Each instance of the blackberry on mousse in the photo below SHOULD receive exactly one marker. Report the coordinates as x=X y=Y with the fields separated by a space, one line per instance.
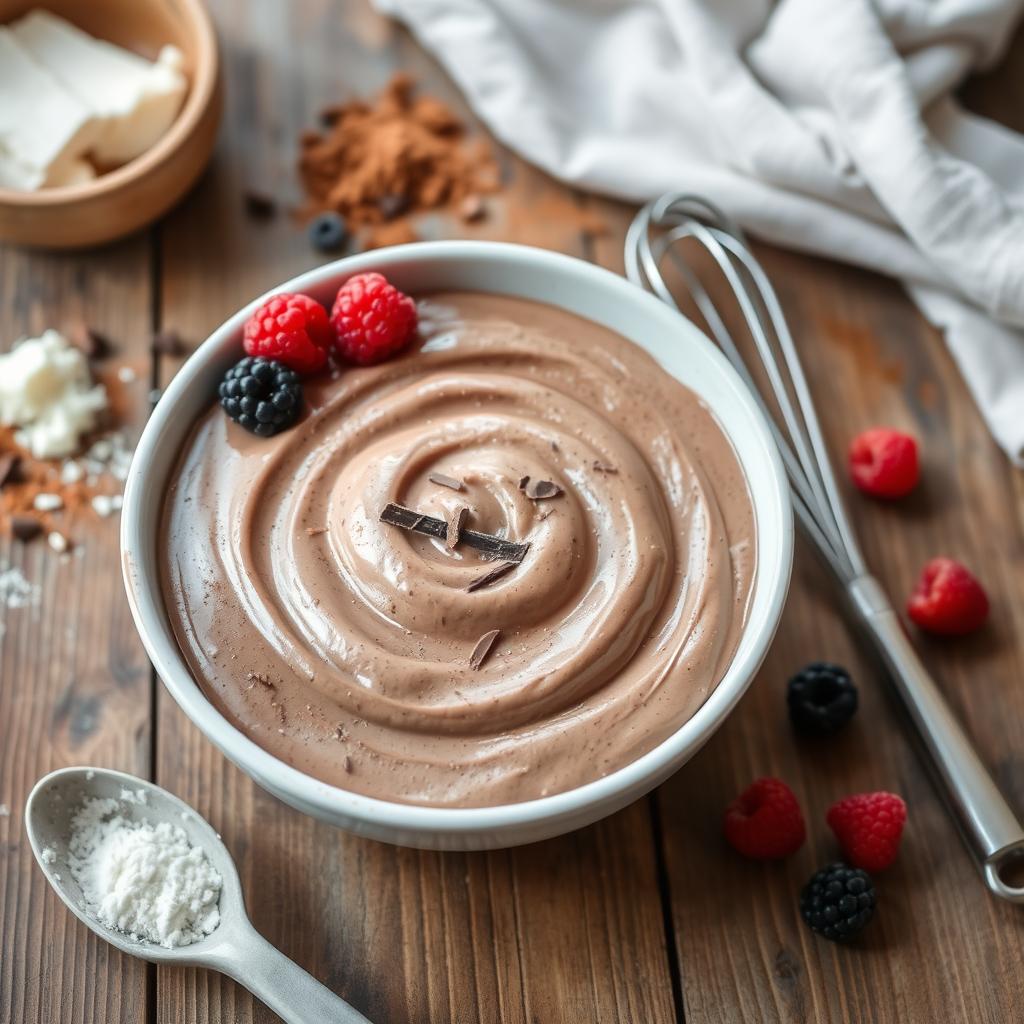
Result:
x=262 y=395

○ ○ ○ ○ ○

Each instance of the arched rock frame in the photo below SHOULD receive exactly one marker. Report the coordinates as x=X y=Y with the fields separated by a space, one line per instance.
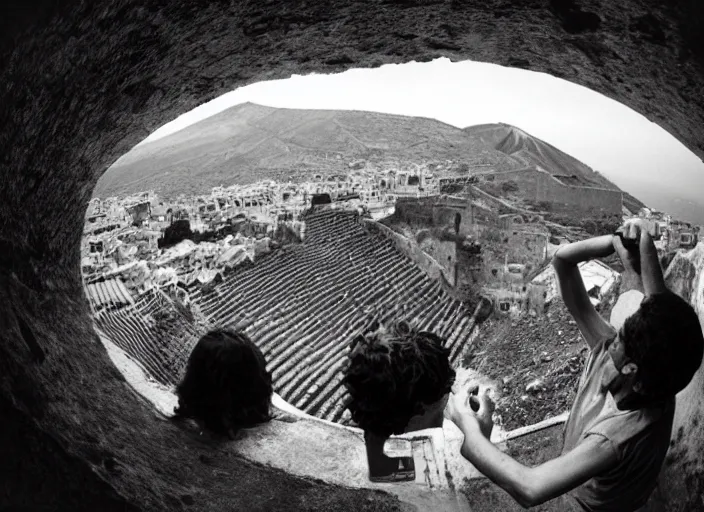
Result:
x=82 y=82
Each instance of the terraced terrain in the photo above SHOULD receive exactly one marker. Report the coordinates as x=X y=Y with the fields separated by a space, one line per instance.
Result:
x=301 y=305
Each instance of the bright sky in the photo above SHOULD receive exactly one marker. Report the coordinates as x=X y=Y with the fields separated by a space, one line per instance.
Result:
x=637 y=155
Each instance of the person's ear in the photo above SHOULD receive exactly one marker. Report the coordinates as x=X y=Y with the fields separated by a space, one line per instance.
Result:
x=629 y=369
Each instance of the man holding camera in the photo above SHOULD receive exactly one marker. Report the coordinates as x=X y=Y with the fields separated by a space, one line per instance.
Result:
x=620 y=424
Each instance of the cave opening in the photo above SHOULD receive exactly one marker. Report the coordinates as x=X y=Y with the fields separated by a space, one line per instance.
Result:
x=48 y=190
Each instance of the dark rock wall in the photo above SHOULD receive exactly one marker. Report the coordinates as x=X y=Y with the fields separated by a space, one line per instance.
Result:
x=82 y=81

○ ○ ○ ○ ○

EXERCISE:
In the entries above, the lines between the one holding "Each instance of the terraced" and the one holding "Each instance of the person's", inclusive, are to be printed exactly as written, and those alone.

COMPLETED EXERCISE:
Each instance of the terraced terrain in the photo above SHOULD receive exactly one marker. Report the coordinates as x=X y=Y with the fields separated by a space, one line per instance.
Result:
x=301 y=305
Each instance of the bright sky in the photo above SHOULD receive exactly one marker. Report the coordinates as x=X y=Y with the fields separated by a space, one line per instance.
Result:
x=637 y=155
Each instance of the person's ear in the photo above SHOULD receive exactly one marker. Report the coordinates as x=X y=Y with the fields separated by a space, one line per instance.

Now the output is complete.